A Behavioral Manifesto: Measuring and Managing Customer Experience and Loyalty

0
232

Share on LinkedIn

Marketers and voice-of-the-customer (VoC) champions of the world, unite! You have nothing to lose but your shackles of outdated theories and measurements.

Despite the stir about behavioral economics turning traditional economics on its head, we all know that the first behavioral economists were marketers—the people charged with understanding and influencing the behavior of consumers. These are the people who said the product and market conditions are a given; now we just need to re-brand, re-position, re-package, re-message, re-target … re-whatever to get people to buy what we have.

Most approaches to measuring customer loyalty and experiences, understanding the levers or drivers of loyalty and satisfaction, and creating strategies and tactics for improving performance, however, remain largely encrusted in the outdated thinking of traditional economics. It’s time to cast off those chains and explore what behavioral economics means for measuring and managing customer loyalty and experience.

1. It’s Their Behavior, Stupid

The objective is to understand and motivate customer behavior. Loyalty as a mindset and the experiences of customers across whatever touch-points (or experience points) are important only to the extent that they motivate loyalty behaviors, those actions taken by customers—such as buying, buying more, buying more often, recommending that others buy, etc. – that  determine customer lifetime value and create value for a company. Everything else is noise.

Marketers have to identify (and then validate) the research metric that best predicts the actual behavior they want from customers that creates the desired business outcomes. They then must determine the criteria against which they need to perform to earn the types of higher grades that will boost performance on key metrics and motivate loyalty behaviors.

▶ **INFORMATION SUPPLIED**
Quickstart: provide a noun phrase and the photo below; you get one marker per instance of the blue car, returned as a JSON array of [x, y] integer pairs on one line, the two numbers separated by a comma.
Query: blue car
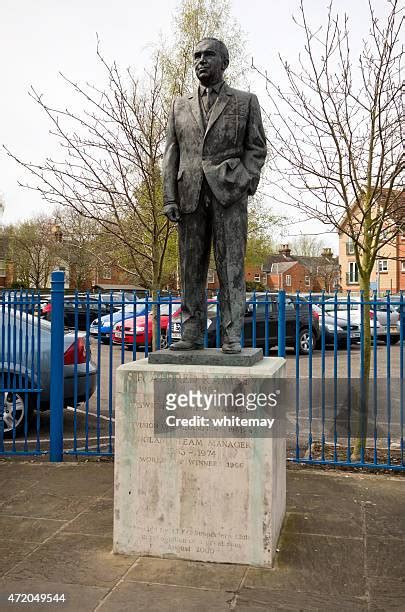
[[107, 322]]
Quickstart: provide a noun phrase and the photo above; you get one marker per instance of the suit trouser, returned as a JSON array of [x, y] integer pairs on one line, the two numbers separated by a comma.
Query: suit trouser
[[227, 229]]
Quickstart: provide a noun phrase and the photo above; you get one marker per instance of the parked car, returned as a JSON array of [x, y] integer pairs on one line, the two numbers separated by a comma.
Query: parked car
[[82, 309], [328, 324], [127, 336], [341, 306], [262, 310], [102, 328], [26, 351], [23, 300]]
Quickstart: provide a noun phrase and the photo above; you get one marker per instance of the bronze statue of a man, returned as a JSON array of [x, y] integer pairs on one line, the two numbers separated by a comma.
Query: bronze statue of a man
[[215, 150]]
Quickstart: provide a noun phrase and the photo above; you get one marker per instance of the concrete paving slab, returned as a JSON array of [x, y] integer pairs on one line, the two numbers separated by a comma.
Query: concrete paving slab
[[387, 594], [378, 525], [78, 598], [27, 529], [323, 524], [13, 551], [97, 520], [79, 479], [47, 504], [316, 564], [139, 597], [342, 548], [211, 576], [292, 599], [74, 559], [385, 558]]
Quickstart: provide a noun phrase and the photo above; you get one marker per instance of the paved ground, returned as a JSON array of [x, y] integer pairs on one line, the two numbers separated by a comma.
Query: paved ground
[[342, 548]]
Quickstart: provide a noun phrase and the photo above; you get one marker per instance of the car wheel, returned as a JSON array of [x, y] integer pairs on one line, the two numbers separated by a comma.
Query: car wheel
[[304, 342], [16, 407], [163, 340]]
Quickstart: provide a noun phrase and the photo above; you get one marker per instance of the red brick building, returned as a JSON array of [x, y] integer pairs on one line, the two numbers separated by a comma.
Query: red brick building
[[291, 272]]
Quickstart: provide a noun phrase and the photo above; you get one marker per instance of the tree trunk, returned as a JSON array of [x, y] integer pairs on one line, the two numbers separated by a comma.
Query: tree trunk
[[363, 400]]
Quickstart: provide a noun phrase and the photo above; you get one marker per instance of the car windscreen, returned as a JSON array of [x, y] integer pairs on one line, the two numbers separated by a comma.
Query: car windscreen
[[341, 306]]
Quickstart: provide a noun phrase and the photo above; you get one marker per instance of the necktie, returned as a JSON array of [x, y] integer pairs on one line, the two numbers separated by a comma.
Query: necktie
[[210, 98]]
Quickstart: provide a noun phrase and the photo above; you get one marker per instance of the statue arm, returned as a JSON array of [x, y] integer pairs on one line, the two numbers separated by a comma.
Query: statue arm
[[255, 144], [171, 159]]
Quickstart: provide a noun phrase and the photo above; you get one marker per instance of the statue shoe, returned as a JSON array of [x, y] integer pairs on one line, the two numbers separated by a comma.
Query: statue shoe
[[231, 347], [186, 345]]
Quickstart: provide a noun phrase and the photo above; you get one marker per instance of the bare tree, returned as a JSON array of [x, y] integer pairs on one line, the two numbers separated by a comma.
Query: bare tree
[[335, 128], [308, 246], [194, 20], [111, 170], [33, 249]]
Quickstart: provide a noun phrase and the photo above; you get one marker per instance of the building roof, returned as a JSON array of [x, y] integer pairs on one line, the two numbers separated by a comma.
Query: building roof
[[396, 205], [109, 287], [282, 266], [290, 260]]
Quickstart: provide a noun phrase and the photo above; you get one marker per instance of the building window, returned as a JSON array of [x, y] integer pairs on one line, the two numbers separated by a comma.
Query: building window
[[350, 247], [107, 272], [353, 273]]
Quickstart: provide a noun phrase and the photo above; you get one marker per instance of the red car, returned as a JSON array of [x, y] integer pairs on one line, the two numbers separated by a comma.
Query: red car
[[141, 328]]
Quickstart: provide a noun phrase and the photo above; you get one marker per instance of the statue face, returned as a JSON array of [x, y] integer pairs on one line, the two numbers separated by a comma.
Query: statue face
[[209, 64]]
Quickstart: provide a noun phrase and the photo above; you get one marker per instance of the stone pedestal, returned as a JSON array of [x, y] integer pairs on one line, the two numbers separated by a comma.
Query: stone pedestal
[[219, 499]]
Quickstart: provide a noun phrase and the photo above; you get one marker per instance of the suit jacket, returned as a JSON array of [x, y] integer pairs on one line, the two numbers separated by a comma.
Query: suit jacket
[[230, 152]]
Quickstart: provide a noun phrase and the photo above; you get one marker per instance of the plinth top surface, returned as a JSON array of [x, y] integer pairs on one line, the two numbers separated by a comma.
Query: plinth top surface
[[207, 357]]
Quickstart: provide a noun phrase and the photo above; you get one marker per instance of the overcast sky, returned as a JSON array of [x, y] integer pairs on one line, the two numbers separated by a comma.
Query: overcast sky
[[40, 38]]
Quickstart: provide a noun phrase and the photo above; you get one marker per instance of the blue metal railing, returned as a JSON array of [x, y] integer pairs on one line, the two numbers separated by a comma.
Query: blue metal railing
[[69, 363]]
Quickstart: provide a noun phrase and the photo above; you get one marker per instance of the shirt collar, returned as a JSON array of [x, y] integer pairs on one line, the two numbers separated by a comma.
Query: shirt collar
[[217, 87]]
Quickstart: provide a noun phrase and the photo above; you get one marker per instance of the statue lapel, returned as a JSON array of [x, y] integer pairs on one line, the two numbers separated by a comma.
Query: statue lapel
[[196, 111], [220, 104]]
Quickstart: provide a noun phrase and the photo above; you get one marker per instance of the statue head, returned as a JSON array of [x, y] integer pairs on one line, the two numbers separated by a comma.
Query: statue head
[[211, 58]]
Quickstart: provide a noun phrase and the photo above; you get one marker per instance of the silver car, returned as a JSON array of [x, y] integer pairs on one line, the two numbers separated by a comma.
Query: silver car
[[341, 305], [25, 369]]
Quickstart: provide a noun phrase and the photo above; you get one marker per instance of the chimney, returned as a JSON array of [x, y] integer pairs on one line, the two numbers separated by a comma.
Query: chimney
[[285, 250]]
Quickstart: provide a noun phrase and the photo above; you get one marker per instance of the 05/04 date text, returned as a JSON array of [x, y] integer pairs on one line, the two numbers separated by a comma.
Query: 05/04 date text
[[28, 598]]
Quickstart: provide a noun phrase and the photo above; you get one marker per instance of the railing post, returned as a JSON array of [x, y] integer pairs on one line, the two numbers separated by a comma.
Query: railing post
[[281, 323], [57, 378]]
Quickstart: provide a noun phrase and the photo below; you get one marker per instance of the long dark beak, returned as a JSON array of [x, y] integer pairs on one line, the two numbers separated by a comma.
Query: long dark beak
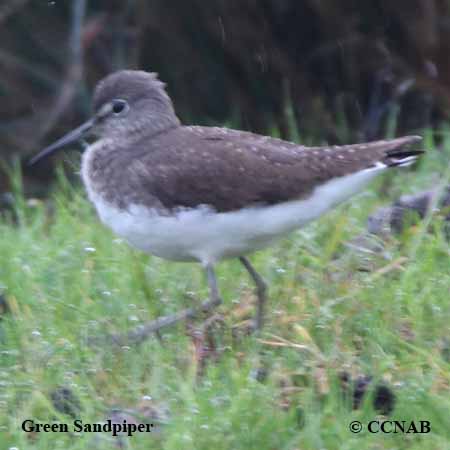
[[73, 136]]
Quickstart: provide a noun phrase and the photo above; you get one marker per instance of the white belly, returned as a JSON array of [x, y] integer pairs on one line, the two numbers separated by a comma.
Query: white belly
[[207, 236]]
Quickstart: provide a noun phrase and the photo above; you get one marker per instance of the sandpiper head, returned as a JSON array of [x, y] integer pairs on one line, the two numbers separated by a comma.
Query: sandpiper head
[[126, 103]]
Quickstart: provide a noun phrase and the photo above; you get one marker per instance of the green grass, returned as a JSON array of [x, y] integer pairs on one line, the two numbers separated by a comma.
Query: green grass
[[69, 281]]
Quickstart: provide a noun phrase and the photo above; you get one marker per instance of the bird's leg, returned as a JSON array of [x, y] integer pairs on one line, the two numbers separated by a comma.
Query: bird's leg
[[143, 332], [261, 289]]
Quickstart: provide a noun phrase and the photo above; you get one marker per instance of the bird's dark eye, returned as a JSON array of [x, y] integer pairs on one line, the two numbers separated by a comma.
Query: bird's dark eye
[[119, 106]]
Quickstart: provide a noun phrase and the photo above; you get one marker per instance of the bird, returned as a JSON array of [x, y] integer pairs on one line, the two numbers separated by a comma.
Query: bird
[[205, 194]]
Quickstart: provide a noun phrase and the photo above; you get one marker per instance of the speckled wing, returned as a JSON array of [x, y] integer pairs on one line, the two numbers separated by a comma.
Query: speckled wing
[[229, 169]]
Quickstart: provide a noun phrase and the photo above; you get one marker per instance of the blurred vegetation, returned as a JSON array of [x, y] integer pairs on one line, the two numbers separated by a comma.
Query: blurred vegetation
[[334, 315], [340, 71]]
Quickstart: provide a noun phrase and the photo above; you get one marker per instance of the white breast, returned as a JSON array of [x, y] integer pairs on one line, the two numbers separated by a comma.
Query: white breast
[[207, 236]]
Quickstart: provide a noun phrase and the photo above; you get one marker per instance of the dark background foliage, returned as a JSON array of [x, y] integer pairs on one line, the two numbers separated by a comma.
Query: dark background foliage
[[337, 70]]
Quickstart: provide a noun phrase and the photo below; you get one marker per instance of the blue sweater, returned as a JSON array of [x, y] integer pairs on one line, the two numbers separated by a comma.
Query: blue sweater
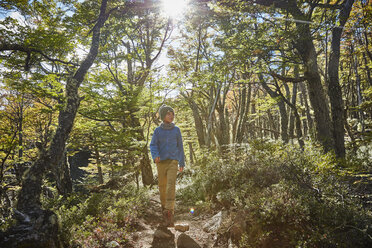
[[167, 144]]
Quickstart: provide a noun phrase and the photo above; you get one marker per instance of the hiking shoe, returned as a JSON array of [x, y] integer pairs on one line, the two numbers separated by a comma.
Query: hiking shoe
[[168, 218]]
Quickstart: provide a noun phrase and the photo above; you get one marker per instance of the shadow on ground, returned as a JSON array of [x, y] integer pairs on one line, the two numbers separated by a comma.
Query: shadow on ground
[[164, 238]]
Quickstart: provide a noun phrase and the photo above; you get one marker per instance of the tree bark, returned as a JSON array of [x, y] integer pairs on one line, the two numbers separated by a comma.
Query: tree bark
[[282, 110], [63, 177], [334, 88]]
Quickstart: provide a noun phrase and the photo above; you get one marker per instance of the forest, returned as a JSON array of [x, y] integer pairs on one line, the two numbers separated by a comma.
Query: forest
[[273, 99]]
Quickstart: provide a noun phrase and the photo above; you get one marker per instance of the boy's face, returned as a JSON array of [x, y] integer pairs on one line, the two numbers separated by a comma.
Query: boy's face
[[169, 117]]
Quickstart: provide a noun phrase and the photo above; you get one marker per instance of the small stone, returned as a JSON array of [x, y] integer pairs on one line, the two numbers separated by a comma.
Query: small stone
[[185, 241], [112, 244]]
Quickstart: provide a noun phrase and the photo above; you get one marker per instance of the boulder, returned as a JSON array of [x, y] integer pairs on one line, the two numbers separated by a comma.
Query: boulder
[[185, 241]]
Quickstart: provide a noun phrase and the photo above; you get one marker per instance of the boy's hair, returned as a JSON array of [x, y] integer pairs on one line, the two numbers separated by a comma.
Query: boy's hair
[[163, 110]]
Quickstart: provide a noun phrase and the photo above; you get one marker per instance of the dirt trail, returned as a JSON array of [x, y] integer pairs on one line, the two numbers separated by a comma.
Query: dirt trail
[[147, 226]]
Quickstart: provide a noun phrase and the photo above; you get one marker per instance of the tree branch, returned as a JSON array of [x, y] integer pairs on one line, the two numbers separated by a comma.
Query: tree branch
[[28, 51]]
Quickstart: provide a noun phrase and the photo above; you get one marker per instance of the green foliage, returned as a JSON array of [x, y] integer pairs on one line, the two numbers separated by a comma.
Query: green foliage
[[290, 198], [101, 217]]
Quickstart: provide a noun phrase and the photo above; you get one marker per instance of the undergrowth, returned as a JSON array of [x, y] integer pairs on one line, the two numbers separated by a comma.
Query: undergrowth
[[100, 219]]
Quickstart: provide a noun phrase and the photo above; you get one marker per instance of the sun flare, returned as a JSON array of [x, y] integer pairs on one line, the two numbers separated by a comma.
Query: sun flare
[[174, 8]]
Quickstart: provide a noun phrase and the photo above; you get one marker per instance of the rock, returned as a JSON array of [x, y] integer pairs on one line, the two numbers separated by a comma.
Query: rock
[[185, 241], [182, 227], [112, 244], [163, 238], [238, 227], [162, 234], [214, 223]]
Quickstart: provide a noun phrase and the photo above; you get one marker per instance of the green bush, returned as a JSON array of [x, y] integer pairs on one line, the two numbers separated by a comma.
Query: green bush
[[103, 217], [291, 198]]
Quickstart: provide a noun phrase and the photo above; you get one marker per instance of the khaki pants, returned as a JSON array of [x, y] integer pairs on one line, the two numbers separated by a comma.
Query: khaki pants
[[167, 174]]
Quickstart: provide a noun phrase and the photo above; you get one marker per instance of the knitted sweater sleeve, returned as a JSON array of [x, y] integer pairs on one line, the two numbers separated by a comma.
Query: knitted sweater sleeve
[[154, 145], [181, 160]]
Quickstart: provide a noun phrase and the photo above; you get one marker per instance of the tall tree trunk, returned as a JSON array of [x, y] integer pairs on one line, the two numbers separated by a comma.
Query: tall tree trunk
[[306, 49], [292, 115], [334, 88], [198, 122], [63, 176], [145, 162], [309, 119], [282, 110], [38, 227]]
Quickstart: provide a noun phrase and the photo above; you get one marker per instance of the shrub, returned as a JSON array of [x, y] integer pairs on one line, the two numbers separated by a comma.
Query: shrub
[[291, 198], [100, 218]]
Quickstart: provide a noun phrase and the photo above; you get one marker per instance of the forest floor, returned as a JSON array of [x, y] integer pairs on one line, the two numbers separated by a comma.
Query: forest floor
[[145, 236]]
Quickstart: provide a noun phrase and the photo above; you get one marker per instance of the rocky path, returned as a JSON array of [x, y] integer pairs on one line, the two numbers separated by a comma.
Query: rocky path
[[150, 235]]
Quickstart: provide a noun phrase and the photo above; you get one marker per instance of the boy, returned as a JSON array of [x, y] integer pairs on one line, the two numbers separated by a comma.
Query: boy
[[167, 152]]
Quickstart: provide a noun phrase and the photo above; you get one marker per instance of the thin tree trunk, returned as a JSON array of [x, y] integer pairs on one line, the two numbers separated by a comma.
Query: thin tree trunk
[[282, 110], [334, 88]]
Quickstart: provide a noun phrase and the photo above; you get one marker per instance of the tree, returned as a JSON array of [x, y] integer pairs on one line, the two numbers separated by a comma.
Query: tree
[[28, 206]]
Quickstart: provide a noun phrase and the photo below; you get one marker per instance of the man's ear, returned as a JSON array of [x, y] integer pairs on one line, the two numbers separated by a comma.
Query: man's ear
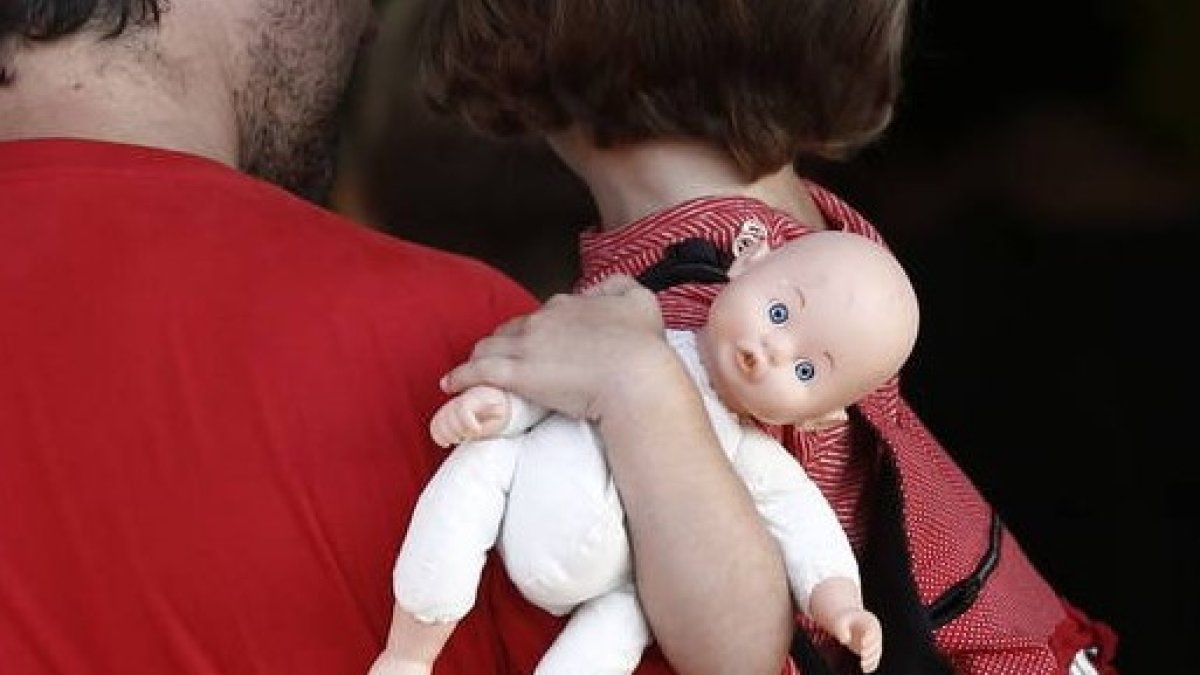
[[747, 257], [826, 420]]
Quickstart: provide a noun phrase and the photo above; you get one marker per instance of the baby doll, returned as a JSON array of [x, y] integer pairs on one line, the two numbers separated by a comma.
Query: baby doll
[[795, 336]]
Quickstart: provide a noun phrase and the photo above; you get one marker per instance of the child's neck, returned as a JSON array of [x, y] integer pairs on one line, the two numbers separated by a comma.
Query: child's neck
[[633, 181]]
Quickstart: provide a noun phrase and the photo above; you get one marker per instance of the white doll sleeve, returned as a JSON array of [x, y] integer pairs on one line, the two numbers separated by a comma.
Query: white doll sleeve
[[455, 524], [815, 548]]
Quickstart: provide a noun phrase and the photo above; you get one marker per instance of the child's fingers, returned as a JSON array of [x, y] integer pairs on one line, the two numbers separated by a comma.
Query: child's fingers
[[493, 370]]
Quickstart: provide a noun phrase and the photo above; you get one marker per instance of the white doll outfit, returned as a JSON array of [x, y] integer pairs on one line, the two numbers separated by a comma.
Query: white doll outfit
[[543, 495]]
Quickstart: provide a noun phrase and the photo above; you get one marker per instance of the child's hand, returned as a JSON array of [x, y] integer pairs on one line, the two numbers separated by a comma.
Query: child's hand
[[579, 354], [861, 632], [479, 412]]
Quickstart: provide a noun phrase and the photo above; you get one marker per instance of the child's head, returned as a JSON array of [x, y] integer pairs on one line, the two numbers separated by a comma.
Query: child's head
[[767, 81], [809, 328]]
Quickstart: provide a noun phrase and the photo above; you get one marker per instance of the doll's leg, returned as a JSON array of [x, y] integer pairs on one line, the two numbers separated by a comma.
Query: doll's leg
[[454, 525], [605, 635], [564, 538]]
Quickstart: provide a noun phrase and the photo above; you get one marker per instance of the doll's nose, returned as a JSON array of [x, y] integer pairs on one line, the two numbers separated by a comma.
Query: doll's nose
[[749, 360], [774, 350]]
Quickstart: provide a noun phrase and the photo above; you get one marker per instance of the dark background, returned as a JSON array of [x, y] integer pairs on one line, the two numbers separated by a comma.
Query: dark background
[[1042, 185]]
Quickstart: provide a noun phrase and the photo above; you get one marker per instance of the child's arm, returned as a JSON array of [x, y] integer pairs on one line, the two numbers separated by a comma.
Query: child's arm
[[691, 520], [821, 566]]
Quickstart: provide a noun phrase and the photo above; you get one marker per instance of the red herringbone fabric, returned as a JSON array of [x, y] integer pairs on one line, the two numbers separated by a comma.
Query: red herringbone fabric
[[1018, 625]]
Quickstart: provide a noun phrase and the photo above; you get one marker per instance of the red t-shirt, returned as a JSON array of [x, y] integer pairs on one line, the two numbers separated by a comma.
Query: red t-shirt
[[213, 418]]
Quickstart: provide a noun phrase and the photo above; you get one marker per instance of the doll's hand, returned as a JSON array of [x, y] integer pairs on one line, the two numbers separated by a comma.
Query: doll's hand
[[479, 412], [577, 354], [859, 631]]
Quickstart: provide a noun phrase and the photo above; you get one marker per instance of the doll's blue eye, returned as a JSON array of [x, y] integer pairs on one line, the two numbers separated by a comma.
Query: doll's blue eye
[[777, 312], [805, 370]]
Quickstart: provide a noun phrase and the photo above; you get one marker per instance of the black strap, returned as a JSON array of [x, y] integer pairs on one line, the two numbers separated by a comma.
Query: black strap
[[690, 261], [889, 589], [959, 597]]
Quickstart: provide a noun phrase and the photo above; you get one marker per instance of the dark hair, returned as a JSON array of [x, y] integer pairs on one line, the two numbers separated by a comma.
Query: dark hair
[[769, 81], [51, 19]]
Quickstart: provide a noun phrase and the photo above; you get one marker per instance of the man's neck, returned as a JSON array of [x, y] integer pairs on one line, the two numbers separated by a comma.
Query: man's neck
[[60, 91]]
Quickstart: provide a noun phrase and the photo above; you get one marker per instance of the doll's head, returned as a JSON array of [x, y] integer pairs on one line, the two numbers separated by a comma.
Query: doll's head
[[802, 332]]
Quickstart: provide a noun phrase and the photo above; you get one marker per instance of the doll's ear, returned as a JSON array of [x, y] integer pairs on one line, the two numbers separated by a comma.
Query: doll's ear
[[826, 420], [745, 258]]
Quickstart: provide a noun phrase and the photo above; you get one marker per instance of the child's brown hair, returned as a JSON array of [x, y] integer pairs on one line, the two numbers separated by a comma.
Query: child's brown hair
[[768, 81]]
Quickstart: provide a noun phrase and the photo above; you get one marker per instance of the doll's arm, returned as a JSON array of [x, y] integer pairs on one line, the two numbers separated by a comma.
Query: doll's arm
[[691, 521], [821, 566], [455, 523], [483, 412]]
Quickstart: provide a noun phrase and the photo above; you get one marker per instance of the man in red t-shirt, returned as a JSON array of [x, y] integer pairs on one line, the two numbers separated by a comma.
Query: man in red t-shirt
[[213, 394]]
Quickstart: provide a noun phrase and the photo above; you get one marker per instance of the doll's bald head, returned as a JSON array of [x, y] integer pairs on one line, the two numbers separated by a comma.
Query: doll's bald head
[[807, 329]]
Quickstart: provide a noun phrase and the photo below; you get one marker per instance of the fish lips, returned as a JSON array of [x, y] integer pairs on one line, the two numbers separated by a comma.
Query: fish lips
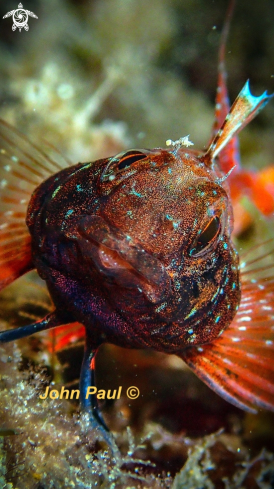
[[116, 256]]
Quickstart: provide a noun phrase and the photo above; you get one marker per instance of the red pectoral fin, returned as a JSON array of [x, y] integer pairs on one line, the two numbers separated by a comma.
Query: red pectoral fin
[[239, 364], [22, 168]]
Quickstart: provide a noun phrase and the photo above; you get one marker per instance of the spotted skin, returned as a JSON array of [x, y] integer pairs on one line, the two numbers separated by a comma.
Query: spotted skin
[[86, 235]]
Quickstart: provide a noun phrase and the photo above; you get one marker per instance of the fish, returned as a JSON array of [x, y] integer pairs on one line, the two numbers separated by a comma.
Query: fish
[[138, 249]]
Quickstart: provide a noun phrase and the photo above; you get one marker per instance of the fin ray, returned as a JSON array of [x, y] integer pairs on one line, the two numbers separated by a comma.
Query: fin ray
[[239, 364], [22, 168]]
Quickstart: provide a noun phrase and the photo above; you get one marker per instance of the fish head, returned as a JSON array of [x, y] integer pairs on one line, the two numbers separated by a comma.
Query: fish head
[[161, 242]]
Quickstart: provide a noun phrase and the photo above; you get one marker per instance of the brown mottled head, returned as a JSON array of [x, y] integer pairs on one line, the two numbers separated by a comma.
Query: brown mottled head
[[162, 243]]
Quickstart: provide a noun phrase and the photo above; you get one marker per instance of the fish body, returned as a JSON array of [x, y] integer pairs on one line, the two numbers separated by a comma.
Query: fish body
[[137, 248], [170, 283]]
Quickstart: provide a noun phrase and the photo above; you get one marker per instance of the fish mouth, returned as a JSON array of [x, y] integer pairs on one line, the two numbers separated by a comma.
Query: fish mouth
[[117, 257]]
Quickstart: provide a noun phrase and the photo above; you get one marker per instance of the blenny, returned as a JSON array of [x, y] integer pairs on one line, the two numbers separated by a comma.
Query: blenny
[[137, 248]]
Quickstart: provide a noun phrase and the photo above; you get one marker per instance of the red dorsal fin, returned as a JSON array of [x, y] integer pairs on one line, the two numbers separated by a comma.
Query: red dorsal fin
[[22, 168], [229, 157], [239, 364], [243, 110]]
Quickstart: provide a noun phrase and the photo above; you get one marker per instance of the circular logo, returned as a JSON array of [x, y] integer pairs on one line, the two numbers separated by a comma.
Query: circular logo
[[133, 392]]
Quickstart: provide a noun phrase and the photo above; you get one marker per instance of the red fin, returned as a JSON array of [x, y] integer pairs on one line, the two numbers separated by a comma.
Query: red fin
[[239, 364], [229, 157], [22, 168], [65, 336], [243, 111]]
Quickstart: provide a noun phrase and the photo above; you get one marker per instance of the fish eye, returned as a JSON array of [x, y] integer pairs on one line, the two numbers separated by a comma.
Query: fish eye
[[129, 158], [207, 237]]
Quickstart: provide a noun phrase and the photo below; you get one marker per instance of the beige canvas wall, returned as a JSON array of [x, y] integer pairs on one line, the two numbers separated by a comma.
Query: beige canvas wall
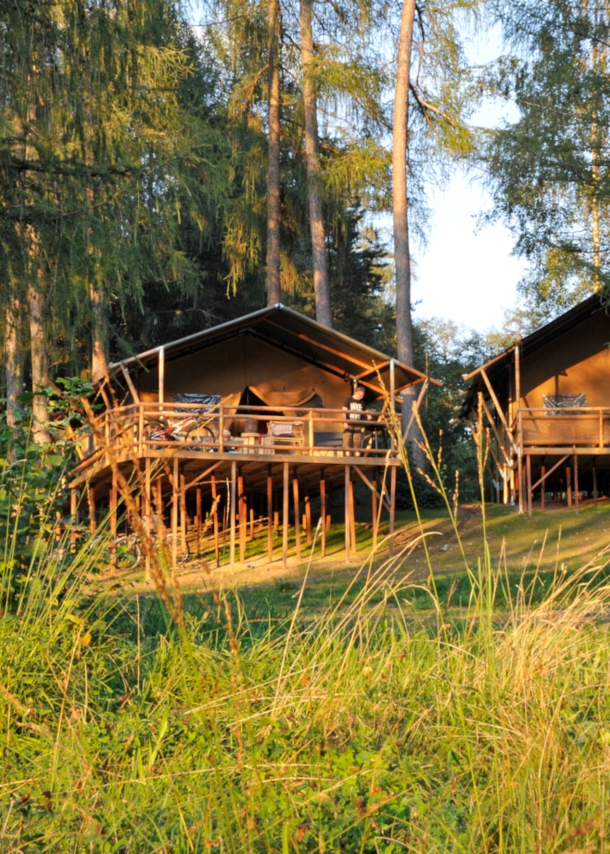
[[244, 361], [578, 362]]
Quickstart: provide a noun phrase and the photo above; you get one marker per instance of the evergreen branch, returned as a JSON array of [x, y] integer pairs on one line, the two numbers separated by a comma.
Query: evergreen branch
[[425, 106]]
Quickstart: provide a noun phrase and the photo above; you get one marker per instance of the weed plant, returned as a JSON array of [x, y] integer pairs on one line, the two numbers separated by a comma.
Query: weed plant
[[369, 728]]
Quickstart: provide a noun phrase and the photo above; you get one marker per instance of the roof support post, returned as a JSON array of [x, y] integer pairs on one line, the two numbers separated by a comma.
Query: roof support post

▶ **WHAT IS ASKED**
1/ Rewrite the part of the customer loyalty article starting at "The objective is" and ending at "else is noise.", putting "the long-term value of each customer" in place of "customer lifetime value".
2/ Carry on the article about behavioral economics and customer loyalty from its final sentence.

▶ **TASK ANSWERS**
1/
The objective is to understand and motivate customer behavior. Loyalty as a mindset and the experiences of customers across whatever touch-points (or experience points) are important only to the extent that they motivate loyalty behaviors, those actions taken by customers—such as buying, buying more, buying more often, recommending that others buy, etc. – that  determine the long-term value of each customer and create value for a company. Everything else is noise.

2/
2. Maximizing Variance Is Not the Same as Predicting Behavior

Researchers lose sight of the objective: understanding and then motivating behavior that creates value. Instead, they get lost in the effort to maximize statistical variance because most key driver models rely on regression-type approaches fueled by variance. These approaches get “better” models from maximizing variance. But this reasoning is circular and totally misses the point, as increased variance in the data may have nothing to do with customers or better understanding and predicting their behavior.

Getting variance is easy: elongate the scale, don’t use descriptive anchors on response categories, force respondents to interpolate between abstract numerical ratings, force rank orderings, perhaps add a dash of ambiguity in the questions and sprinkle in some mixed-mode surveys. Much of the variance in survey data is more noise from a “random walk” (I have shamelessly borrowed the term from Mack Turner at Bank of America) than a true measure of statistically meaningful differences in the underlying behavior being measured.

3. Intention Is Not the Same as Behavior

While perhaps obvious, “it’s a long step from saying to doing,” as Don Quixote and Sancho Panza reminded each other. Still, we see some marketers trafficking exclusively in stated intentions, while others are content to focus merely on the likelihood that customers will do something (recommend a brand, for example).

The research problem is compounded for those who zero in on stated importance as a critical measurement. As individuals, we tend to think we know why we do what we do, and we offer explanations for our decisions. But the motivations for human behavior are mainly immersed in the 90 percent of the brain that is invisible to us. Our explanations for our actions are mainly after-the-fact rationalizations.

4. Emo-rational Behavior

The economic model of people as rational decision makers is kaput. Traditional economics posited a world in which consumers are rational information processors who make optimal decisions to maximize their well-being. Behavioral economics challenges this paradigm on every point: People lack access to, interest in and the ability to understand all potentially relevant information. We make simplified, “satisficing” decisions; things people value are highly subjective and do not align with the economic concepts of utility, and people are absolutely lousy at assessing cost/benefit tradeoffs. Our rationality is, at best, bounded by an array of constraints, while our decisions are largely dominated by the 90 percent of the brain submerged in emotions.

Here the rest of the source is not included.